According to the excerpt on Chinese overseas investment below, which company did RioTinto buy to fend off BHP Billiton's hostile takeover?

Excerpt to read →
====

But going out has been easier, and more profitable than opening up the west. Going out also offers astute Chinese investors extraordinary opportunities for profit, and for strategic acquisitions that enable China to control global commodity chains. The failings of South Africa’s undercapitalised Black Economic Empowerment program leave many indebted black enterprises open to Chinese takeover, or major controlling stakes, when unreliable dividends no longer suffice to repay the loans extended by white owners who sold out. China had opportunity to “negotiate stellar provisions and agreements that would be difficult to obtain under normal circumstances” in the turmoil of the global financial crisis of 2009. A booming BHP Billiton announced its intention to make a hostile takeover of RioTinto. To fend off its unwanted suitor, RioTinto hastily bulked up to such a size that made it difficult to swallow, by in turn buying out another major miner and processor of bauxite to aluminium: Alcan of Canada, just at the time corporate debt, of all kinds, turned toxic when the global financial system froze. There was a real possibility that RioTinto could collapse under the weight of its debts, or be snapped up by BHP at bargain prices. To avoid these fates, RioTinto turned to its one reliable partner, in China, the aluminium producer Chinalco, already a shareholder in RioTinto. This time Rio was offering a controlling stake in one of the three biggest mining corporations worldwide, in return for fast recapitalisation.

====

Listed records →
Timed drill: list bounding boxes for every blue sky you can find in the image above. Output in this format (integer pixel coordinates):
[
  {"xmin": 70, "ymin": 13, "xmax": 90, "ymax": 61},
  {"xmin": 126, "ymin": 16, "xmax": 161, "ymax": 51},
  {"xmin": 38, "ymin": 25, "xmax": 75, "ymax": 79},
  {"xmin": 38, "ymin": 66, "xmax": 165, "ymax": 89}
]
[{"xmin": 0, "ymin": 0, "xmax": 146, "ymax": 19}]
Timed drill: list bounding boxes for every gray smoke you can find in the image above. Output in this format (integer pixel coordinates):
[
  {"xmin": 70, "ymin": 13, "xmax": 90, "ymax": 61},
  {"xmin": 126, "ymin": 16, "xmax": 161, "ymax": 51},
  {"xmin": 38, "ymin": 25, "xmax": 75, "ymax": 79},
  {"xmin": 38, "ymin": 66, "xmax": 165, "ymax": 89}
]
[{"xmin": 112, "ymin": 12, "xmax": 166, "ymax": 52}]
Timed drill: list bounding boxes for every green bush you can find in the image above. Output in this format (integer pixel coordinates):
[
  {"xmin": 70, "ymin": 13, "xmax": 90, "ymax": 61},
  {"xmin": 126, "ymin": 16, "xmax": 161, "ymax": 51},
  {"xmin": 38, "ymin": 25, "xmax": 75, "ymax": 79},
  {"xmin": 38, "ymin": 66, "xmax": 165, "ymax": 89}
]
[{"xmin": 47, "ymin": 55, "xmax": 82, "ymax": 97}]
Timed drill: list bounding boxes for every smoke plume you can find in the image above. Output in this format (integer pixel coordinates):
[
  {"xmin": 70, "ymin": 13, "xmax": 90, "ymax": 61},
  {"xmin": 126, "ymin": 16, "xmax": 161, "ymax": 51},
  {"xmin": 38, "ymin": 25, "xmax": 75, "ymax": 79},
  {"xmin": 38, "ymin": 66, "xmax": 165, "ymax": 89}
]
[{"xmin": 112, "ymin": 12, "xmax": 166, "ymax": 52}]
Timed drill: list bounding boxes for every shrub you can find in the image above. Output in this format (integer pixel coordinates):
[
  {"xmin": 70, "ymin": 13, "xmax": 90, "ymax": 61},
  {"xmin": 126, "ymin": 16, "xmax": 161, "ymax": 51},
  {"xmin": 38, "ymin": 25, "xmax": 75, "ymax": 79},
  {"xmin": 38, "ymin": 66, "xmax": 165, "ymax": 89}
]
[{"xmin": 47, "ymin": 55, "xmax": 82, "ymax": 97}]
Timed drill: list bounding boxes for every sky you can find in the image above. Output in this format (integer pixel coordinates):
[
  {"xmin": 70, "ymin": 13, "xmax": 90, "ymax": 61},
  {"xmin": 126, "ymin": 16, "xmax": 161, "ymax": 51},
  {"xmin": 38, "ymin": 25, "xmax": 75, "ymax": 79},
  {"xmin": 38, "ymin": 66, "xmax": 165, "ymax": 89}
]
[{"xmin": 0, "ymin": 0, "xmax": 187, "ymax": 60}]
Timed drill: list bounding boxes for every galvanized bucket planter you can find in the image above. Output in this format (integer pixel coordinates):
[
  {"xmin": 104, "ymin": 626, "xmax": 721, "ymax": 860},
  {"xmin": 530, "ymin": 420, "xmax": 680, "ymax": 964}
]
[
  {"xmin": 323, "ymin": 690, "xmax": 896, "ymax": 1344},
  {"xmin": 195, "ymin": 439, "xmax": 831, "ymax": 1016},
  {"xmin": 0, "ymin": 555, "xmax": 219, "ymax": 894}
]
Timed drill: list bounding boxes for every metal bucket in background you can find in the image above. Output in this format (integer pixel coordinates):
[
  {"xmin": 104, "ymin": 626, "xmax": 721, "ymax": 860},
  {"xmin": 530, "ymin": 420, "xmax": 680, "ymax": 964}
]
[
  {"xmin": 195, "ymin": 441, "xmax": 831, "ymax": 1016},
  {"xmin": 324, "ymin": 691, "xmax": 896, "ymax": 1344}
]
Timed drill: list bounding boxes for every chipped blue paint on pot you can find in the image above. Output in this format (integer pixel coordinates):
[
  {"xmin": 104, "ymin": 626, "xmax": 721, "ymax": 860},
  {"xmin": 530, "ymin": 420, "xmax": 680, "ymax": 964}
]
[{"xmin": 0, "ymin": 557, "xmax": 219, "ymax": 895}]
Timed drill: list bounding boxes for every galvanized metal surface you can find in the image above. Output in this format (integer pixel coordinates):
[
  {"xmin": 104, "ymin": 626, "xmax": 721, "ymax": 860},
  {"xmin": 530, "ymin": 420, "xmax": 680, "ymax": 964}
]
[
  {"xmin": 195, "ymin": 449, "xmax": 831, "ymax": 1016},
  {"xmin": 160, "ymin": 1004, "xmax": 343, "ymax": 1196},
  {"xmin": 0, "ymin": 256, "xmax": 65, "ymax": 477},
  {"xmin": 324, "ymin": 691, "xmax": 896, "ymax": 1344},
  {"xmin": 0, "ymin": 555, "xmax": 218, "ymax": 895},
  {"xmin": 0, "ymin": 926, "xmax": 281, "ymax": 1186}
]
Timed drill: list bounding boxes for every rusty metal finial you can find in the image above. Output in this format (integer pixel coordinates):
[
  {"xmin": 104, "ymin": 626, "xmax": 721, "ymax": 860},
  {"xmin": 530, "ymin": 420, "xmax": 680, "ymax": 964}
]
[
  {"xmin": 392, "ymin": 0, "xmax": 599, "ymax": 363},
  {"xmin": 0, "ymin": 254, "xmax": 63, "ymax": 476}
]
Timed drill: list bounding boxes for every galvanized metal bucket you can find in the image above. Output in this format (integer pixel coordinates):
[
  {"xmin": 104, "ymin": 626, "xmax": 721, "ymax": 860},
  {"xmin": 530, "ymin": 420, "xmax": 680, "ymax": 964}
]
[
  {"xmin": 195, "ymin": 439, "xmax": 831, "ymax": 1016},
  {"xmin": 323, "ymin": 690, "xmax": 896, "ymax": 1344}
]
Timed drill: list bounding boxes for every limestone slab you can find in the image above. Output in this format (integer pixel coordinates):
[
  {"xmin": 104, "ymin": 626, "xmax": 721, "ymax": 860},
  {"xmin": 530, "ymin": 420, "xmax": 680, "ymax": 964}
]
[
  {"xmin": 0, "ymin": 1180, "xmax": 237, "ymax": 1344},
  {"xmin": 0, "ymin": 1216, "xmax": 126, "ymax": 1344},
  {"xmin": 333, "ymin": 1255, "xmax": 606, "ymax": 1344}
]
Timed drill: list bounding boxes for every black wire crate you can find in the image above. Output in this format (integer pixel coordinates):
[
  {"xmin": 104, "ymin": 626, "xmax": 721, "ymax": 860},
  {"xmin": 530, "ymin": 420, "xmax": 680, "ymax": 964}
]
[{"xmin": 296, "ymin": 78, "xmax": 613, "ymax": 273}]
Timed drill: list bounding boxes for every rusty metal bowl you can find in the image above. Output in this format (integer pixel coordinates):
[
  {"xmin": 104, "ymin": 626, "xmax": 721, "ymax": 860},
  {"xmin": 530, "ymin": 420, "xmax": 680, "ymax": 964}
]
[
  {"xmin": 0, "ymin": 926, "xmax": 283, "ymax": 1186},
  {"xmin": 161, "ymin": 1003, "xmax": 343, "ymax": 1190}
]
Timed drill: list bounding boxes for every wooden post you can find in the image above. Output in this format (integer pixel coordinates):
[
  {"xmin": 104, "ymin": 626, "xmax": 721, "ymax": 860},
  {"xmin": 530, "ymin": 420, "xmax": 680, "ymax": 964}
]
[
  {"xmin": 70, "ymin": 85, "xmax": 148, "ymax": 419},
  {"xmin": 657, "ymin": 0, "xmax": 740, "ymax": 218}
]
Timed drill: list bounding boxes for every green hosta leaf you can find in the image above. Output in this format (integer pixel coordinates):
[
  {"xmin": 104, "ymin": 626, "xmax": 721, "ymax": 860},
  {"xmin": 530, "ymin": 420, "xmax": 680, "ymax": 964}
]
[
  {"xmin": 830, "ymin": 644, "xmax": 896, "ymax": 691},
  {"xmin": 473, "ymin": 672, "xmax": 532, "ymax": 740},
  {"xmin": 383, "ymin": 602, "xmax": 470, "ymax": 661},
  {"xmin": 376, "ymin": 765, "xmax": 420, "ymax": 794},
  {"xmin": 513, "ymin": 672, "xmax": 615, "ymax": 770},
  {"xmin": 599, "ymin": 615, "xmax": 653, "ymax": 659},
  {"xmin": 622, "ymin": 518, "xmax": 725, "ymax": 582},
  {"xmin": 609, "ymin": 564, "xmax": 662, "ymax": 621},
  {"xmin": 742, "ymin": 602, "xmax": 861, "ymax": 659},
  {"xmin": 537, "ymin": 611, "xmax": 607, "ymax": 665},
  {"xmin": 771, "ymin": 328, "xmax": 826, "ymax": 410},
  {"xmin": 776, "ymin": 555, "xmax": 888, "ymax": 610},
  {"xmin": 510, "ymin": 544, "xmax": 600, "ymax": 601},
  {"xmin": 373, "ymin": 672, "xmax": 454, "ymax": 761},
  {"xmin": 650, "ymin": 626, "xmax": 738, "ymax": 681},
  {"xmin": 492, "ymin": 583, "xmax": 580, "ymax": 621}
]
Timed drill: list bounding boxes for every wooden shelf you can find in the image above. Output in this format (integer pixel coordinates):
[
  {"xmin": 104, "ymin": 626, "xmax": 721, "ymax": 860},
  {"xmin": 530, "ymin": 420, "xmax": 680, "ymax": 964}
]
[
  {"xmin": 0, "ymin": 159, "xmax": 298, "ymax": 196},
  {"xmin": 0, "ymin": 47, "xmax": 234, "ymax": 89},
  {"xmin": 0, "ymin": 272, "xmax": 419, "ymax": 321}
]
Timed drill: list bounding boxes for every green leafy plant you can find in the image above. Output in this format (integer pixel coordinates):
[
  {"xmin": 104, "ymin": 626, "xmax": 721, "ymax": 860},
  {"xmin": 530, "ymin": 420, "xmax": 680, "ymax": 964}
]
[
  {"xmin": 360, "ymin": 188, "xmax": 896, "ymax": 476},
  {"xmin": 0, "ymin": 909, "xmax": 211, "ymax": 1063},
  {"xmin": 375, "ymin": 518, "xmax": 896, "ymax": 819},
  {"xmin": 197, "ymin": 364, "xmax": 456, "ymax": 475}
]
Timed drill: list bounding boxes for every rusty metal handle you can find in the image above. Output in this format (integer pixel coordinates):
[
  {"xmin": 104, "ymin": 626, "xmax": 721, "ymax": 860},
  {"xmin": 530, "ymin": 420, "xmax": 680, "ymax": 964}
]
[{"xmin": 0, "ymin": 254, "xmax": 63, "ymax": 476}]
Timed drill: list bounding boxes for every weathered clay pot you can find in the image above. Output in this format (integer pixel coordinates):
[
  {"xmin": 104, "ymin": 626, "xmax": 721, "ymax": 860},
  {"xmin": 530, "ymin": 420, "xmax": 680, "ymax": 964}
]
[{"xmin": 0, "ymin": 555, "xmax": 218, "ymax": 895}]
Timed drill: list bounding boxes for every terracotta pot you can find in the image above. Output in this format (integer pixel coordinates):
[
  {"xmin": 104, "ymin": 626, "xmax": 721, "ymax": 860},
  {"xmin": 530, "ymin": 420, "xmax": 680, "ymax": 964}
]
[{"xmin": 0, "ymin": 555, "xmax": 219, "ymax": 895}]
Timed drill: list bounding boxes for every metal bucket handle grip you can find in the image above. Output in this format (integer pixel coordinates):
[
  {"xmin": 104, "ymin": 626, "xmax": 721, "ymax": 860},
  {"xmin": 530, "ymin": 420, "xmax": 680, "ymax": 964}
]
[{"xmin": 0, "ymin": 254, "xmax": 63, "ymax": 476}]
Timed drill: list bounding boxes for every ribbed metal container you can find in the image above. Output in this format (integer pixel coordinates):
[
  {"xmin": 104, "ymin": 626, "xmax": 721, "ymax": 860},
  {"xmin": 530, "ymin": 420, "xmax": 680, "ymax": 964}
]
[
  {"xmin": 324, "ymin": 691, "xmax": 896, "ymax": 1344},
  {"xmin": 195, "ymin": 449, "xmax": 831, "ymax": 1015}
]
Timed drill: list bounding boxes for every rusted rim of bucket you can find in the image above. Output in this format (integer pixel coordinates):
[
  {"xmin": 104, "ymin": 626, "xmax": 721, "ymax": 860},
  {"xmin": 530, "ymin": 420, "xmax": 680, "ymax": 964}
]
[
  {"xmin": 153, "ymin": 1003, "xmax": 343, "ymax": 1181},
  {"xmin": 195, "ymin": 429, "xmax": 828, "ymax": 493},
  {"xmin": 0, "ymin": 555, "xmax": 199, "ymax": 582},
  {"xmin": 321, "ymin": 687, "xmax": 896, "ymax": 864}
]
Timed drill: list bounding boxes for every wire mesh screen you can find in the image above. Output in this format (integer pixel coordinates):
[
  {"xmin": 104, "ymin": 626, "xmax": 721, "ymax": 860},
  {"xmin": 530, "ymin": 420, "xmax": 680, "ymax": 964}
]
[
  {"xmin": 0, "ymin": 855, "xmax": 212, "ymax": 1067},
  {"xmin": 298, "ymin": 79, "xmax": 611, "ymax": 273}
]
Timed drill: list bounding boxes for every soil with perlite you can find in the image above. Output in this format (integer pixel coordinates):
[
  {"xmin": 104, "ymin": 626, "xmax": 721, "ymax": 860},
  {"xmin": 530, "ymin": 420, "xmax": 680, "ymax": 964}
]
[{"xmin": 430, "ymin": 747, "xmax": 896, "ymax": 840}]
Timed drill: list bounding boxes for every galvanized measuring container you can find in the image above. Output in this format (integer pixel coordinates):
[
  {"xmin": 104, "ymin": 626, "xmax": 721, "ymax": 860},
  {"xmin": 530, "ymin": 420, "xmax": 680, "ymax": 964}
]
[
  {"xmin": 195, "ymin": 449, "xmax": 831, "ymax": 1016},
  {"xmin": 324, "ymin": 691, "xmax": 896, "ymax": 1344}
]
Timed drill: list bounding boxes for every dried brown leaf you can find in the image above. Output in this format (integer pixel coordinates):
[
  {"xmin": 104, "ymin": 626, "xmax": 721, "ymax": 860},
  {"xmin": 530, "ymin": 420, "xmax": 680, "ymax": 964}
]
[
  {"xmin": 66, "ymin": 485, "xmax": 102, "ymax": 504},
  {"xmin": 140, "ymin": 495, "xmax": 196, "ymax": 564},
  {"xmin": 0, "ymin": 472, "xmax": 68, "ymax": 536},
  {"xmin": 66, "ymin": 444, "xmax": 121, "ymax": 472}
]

====

Answer to this problem → Alcan of Canada.